-- DATA UNDER STUDY --
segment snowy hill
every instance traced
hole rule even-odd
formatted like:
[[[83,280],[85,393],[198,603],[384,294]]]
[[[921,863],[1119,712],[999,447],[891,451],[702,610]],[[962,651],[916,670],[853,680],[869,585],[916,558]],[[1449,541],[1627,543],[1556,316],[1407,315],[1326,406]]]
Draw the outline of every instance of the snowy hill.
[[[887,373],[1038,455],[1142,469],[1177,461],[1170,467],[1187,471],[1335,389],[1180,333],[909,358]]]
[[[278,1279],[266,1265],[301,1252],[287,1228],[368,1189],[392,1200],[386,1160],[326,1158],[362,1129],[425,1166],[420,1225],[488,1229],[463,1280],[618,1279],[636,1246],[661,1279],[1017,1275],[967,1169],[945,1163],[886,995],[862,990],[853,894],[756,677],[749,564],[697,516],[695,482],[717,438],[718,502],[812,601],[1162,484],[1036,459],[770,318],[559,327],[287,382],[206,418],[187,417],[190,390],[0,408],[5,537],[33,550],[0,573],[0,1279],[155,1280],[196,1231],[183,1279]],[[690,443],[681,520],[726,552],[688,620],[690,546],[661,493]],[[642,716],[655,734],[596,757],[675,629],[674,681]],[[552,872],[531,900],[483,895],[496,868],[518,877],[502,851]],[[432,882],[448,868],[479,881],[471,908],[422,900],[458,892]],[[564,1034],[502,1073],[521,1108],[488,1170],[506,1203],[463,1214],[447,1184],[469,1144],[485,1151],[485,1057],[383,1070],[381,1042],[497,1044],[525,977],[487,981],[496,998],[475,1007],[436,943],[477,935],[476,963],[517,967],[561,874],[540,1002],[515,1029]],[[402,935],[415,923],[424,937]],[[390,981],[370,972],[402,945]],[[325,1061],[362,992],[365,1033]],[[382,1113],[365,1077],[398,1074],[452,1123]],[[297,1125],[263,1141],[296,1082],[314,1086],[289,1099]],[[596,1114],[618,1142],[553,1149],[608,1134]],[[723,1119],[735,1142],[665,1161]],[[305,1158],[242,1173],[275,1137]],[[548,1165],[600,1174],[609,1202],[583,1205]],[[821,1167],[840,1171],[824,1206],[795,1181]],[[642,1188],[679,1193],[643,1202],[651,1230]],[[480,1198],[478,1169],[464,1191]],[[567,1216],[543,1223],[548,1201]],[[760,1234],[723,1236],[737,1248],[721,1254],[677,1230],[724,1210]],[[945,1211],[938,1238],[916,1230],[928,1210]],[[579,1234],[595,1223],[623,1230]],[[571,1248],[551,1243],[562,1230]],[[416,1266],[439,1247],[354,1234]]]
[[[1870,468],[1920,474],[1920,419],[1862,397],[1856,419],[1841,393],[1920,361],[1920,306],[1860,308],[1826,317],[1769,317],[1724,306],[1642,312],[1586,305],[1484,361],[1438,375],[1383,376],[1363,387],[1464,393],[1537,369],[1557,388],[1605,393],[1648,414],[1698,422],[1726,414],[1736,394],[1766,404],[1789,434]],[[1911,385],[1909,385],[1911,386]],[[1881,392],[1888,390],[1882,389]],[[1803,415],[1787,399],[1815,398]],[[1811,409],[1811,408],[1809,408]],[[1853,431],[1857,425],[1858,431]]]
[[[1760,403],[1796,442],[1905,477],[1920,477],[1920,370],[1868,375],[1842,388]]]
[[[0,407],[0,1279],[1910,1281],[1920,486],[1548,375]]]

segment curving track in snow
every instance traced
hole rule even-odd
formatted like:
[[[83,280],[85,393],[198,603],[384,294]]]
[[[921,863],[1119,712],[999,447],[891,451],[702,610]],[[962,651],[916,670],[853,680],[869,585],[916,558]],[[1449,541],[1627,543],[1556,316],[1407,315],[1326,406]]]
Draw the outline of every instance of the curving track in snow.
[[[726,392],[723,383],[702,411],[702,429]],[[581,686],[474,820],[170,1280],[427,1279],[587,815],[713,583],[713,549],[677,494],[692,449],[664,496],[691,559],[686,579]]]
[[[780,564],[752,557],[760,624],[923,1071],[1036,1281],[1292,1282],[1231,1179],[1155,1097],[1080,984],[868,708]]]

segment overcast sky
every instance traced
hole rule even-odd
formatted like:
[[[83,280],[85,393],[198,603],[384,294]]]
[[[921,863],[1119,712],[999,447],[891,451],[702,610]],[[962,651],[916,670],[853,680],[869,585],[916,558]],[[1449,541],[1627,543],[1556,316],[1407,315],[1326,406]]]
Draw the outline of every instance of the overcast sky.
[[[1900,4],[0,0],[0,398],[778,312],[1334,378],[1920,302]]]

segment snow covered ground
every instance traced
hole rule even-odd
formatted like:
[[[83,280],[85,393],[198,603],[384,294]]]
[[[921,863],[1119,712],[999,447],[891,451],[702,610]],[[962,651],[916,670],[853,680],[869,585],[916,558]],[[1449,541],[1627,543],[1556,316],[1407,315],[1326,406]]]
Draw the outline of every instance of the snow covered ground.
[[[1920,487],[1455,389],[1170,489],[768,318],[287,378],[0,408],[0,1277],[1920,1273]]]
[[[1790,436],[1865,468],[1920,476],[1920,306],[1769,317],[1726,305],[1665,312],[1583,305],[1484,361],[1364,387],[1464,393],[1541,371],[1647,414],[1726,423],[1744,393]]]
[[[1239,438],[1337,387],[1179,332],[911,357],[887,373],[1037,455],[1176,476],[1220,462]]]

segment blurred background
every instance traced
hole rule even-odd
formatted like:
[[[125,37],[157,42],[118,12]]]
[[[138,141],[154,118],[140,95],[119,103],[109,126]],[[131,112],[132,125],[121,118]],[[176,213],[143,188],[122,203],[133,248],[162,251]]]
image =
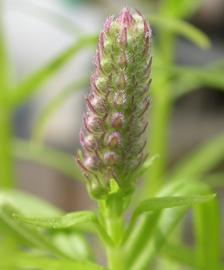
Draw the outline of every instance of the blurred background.
[[[128,5],[153,14],[160,1],[133,0],[5,0],[2,1],[4,38],[14,83],[19,84],[65,49],[82,34],[96,34],[108,15]],[[150,16],[149,16],[150,19]],[[187,18],[211,39],[212,47],[201,50],[183,38],[177,39],[175,62],[180,66],[201,66],[224,56],[224,1],[202,0],[197,11]],[[156,40],[157,30],[153,28]],[[93,46],[94,47],[94,46]],[[85,83],[69,95],[51,115],[41,140],[65,151],[74,160],[79,147],[79,128],[88,91],[88,77],[93,69],[94,49],[82,50],[56,76],[43,84],[34,96],[17,107],[13,119],[14,135],[35,138],[35,126],[49,102],[60,91],[79,79]],[[157,55],[158,57],[158,55]],[[224,76],[224,75],[223,75]],[[195,86],[194,86],[195,87]],[[201,141],[224,130],[224,92],[201,87],[175,102],[169,128],[169,166]],[[82,91],[80,91],[82,90]],[[38,138],[37,138],[38,139]],[[0,142],[2,143],[2,142]],[[25,149],[21,149],[25,155]],[[223,165],[220,165],[223,167]],[[70,211],[90,207],[85,187],[58,170],[23,158],[16,159],[16,185]]]

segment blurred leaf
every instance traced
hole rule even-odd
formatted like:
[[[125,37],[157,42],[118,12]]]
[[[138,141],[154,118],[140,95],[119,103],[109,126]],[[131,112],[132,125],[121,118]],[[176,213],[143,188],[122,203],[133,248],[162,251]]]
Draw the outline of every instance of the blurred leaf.
[[[35,161],[56,169],[74,180],[82,180],[82,174],[72,155],[19,139],[15,140],[13,150],[16,158]]]
[[[54,231],[53,243],[69,257],[86,260],[92,257],[92,252],[83,235],[77,232]]]
[[[197,195],[197,196],[169,196],[169,197],[156,197],[142,201],[134,211],[133,219],[135,220],[139,215],[146,212],[154,212],[167,208],[179,206],[193,206],[198,203],[207,202],[215,197],[211,195]]]
[[[216,66],[215,63],[207,67],[171,67],[169,71],[176,76],[173,91],[174,98],[202,86],[224,91],[223,68]]]
[[[206,191],[206,185],[187,179],[169,183],[158,196],[193,196]],[[136,223],[125,241],[130,270],[148,269],[186,212],[187,207],[166,209],[162,213],[145,215]]]
[[[0,202],[0,220],[7,224],[9,228],[18,237],[24,239],[29,245],[38,247],[45,252],[50,252],[59,257],[66,257],[61,250],[59,250],[51,241],[49,241],[46,235],[41,234],[39,231],[22,224],[21,222],[15,220],[13,215],[21,213],[12,205],[8,204],[7,201]]]
[[[20,216],[15,214],[13,216],[16,220],[27,223],[32,226],[38,226],[48,229],[67,229],[75,227],[76,225],[83,223],[95,223],[96,215],[90,211],[81,211],[69,213],[64,216],[49,217],[49,218],[32,218],[26,216]]]
[[[73,82],[48,103],[48,105],[42,110],[37,120],[36,127],[33,131],[33,137],[35,141],[42,139],[47,124],[53,117],[54,113],[65,103],[69,97],[71,97],[71,95],[86,86],[87,82],[87,78]]]
[[[218,200],[195,207],[196,255],[203,270],[221,270],[221,213]],[[209,233],[208,233],[209,232]]]
[[[89,261],[76,261],[68,259],[53,259],[50,257],[35,257],[19,253],[13,258],[12,263],[22,269],[36,270],[106,270],[100,265]]]
[[[137,172],[137,176],[142,176],[144,173],[146,173],[150,167],[153,165],[154,162],[159,158],[159,155],[154,155],[150,158],[147,158],[140,170]]]
[[[96,35],[80,37],[70,48],[62,52],[58,57],[54,58],[49,64],[35,72],[28,79],[22,82],[13,91],[11,102],[13,106],[26,101],[33,95],[44,82],[49,80],[56,72],[58,72],[69,60],[77,55],[82,49],[94,46],[96,44]]]
[[[190,17],[201,5],[202,0],[163,0],[161,13],[175,18]]]
[[[41,21],[51,23],[53,26],[60,28],[64,32],[74,35],[80,34],[80,27],[72,20],[69,20],[63,14],[53,11],[47,7],[34,4],[32,1],[17,0],[13,1],[13,5],[16,8],[21,8],[22,12],[28,13],[28,15],[35,16]]]
[[[209,186],[213,188],[223,188],[224,187],[224,172],[206,175],[206,177],[202,177],[202,181],[204,181],[205,183],[207,183]]]
[[[213,138],[184,157],[171,173],[171,179],[201,176],[224,160],[224,135]]]
[[[1,202],[16,205],[23,215],[50,217],[63,213],[50,203],[18,190],[0,191],[0,204]]]
[[[166,243],[162,249],[162,256],[168,257],[172,261],[178,262],[181,266],[187,266],[190,269],[202,269],[197,262],[193,247]]]
[[[180,35],[201,49],[208,49],[211,46],[208,36],[188,22],[157,15],[151,15],[149,20],[161,30],[166,29]]]

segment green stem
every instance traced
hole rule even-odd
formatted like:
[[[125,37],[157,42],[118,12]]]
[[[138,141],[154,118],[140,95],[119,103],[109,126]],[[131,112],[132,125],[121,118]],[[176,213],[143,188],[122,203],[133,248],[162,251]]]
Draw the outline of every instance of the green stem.
[[[107,245],[107,257],[110,270],[125,270],[125,256],[122,247],[124,236],[123,213],[117,211],[120,208],[119,198],[115,197],[109,204],[101,204],[101,214],[108,235],[113,245]]]
[[[0,187],[13,187],[12,160],[12,113],[6,104],[0,101]]]
[[[9,107],[9,62],[4,43],[0,1],[0,187],[12,187],[12,110]]]

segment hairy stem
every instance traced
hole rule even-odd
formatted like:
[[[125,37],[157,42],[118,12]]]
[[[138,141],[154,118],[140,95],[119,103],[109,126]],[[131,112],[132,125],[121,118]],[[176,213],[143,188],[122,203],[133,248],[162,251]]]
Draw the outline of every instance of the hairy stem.
[[[120,207],[118,198],[114,198],[110,204],[101,205],[101,214],[107,233],[112,239],[113,245],[107,245],[108,266],[110,270],[125,270],[125,256],[121,245],[124,236],[123,213],[117,211]]]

-- EXERCISE --
What this exercise asks for is every line of the data above with the word "segment".

-- SOLUTION BELOW --
segment snowy hill
segment curving track in snow
segment overcast sky
segment snow covered ground
segment blurred background
segment blurred leaf
segment green stem
segment hairy stem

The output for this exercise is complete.